_DOCUMENT SEGMENT_:
##############################

FILE PHOTO: Paul Mackenzie, 50, a Kenyan cult leader accused of ordering his followers of the members of the Good News International Church to starve themselves to death in Shakahola forest, appears at Malindi Law Courts, in Malindi, Kenya, May 2, 2023. REUTERS/Stringer/File Photo

Kenyan investigators exhumed 21 more bodies on Tuesday as they resumed a search for followers of a doomsday cult, who the interior minister described as victims of a "highly organised crime".

Paul Mackenzie, leader of the Good News International Church, is in custody accused of ordering followers to starve their children and themselves so they could go to heaven before the end of the world, which he said would come on April 15.

The latest figures on bodies exhumed, announced by regional official Rhoda Onyancha, bring the death toll to 133. The exhumations are expected to resume on Wednesday.

The search operation in the Shakahola forest in southeastern Kenya had been suspended for a few days because of bad weather, with hundreds of people still reported missing.

"We have many more graves in this forest, and therefore it leads us to conclude that this was a highly organised crime," Interior Minister Kithure Kindiki told reporters during a visit to the forest, where workers wearing hazmat suits and masks were digging up graves.

##############################

_SET TASKS_:
A – Do these statements agree with the news report on the Kenyan cult? Answer yes or no for each, and quote the words of the report that decide it.
(i) The search in the Shakahola forest had been paused because of bad weather.
(ii) Mackenzie said the end of the world would come on April 15.
(iii) The latest exhumations brought the death toll to 150.
B – Answer these questions from the news report on the Kenyan cult:
(i) How many more bodies did investigators exhume on Tuesday?
(ii) Who announced the latest figures on bodies exhumed?
(iii) What were the workers digging up graves wearing?
C – Can you write the next part of the news report on the Kenyan cult, picking up after its final sentence?

##############################

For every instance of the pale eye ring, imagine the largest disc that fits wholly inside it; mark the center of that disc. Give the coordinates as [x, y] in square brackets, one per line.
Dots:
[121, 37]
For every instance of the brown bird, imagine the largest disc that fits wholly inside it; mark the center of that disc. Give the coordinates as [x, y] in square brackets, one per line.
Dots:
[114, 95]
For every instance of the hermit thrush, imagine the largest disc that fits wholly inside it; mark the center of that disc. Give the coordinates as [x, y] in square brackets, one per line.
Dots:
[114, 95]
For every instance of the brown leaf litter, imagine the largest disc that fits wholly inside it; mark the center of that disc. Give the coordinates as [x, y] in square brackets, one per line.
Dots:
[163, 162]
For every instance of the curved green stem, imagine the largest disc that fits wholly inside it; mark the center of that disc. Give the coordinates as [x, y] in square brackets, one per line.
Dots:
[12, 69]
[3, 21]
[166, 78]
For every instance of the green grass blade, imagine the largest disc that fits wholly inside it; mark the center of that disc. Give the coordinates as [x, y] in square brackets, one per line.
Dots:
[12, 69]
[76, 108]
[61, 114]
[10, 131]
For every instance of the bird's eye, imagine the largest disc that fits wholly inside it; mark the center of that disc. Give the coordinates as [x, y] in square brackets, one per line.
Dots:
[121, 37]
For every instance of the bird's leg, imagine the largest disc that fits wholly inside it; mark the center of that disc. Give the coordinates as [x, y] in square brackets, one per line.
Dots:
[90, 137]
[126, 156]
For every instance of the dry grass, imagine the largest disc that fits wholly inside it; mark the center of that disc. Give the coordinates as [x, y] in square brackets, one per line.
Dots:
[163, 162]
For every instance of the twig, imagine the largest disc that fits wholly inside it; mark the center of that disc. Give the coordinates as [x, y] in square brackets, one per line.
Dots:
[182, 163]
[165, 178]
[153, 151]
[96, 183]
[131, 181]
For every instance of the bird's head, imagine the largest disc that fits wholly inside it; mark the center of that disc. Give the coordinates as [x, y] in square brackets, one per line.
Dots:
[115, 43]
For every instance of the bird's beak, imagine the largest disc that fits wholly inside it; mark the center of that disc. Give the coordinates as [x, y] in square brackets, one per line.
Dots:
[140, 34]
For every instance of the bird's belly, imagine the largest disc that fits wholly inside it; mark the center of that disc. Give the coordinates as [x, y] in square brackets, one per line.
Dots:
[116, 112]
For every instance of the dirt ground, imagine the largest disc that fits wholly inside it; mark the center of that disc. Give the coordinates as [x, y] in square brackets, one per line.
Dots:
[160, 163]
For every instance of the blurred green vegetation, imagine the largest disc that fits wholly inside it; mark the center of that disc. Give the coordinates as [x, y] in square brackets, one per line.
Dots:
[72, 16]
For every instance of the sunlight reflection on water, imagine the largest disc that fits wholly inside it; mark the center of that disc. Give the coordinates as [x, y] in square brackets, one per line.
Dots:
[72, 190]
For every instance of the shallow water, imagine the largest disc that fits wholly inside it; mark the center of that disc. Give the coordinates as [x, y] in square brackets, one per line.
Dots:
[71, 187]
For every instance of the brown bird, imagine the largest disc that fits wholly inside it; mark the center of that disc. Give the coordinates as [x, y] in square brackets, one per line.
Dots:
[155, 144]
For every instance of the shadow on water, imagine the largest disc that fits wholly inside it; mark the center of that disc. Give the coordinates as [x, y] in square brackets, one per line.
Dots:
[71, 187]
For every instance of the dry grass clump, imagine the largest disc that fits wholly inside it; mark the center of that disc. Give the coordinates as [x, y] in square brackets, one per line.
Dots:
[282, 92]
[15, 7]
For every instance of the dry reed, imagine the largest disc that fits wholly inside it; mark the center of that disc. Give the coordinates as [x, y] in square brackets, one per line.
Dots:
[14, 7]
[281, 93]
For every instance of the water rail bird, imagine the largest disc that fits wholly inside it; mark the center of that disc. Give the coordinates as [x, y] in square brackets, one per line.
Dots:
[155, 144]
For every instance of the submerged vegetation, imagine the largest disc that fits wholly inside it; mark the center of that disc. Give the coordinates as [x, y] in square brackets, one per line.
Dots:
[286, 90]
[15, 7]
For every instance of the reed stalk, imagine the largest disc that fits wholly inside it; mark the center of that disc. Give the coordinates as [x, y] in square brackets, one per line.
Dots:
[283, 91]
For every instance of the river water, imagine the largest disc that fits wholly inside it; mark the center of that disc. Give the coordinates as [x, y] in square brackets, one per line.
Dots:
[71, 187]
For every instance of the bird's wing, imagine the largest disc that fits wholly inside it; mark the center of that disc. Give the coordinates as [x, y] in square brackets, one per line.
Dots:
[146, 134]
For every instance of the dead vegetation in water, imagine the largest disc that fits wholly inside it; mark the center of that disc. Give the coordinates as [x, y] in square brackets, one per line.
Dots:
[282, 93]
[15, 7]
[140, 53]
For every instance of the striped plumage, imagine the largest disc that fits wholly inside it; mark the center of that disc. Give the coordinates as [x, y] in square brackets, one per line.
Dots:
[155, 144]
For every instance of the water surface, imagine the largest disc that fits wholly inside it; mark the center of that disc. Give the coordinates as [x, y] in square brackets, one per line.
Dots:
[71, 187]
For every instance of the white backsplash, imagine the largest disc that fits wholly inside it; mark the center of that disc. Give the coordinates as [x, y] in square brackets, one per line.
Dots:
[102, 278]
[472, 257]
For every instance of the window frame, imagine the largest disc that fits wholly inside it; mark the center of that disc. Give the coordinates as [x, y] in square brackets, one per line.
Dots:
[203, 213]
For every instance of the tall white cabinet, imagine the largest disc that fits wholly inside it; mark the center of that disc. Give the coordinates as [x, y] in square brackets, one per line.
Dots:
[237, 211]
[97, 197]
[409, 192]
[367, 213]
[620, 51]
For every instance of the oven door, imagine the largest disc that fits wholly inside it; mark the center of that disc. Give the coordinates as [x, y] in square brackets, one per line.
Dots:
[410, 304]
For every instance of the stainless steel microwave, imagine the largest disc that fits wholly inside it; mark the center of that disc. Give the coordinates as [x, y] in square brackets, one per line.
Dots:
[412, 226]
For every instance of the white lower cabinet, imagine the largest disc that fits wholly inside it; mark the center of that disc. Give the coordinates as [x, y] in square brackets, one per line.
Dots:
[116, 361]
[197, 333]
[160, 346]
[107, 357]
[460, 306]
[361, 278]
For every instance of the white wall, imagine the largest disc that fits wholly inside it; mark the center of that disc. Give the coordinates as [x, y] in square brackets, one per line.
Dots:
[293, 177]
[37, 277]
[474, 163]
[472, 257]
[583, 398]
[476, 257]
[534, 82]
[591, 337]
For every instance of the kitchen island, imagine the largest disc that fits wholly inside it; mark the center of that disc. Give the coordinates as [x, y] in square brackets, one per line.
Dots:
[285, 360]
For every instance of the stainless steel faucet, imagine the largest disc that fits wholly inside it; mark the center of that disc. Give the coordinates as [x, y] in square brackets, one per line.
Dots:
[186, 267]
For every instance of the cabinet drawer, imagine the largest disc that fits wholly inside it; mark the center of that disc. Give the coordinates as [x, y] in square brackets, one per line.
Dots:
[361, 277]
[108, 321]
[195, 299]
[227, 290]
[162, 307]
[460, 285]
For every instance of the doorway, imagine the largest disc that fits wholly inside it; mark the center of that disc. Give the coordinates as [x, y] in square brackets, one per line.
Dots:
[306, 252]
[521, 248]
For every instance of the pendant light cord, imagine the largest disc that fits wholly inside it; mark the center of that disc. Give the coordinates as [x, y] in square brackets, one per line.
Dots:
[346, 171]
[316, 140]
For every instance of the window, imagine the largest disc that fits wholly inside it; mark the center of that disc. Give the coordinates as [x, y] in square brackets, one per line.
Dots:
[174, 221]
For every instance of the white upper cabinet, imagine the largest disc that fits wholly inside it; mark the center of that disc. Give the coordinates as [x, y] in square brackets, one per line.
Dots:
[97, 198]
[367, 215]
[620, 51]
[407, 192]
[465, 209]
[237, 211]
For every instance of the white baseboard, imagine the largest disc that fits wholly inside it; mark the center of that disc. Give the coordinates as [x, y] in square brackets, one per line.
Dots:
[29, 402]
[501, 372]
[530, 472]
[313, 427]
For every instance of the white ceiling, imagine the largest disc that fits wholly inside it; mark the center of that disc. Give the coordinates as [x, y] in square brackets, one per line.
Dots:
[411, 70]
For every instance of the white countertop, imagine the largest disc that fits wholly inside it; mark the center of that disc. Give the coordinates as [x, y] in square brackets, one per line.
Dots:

##############################

_ANSWERS BY TASK_:
A –
(i) Yes: "had been suspended for a few days because of bad weather"
(ii) Yes: "which he said would come on April 15"
(iii) No: "bring the death toll to 133"

B –
(i) 21
(ii) Regional official Rhoda Onyancha
(iii) Hazmat suits and masks

C –
Kindiki said earlier on Twitter that post-mortem examinations on 112 bodies that had been exhumed or recovered had ended. Search and rescue efforts for people "suspected to be holed up in the thickets and bushes have been going on".

President William Ruto on Friday announced an inquiry into the mass deaths, while a court kept Mackenzie in detention pending further investigations.

Mackenzie has not yet been required to enter a plea. His lawyer, George Kariuki, said he was cooperating with police.

Mackenzie wants the investigation not to be "one-sided" by focusing on him, the lawyer said. Police should keep an open mind in order to unravel the "mess", Kariuki told Reuters, providing no further clarification.

Last week a court released on bail prominent televangelist Ezekiel Odero, who authorities say they suspect of being involved in the mass killing of his own followers.

Unlike in Mackenzie's case, police and authorities have not said anything about any bodies being found.

Odero is also suspected of helping launder money for Mackenzie, according to court documents seen by Reuters in which police say "huge cash transactions" thought to be linked to the sale of houses belonging to Mackenzie's followers were traced to Odero's bank accounts.

Reuters could not immediately reach a lawyer representing Odero.

(Reporting by Dicksy Obiero and Joseph Akwiri in the Shakahola Forest, Duncan Miriri, Hereward Holland, Humphrey Malalo in Nairobi; Writing by Hereward Holland and Bhargav Acharya; Editing by Nick Macfie and Deepa Babington)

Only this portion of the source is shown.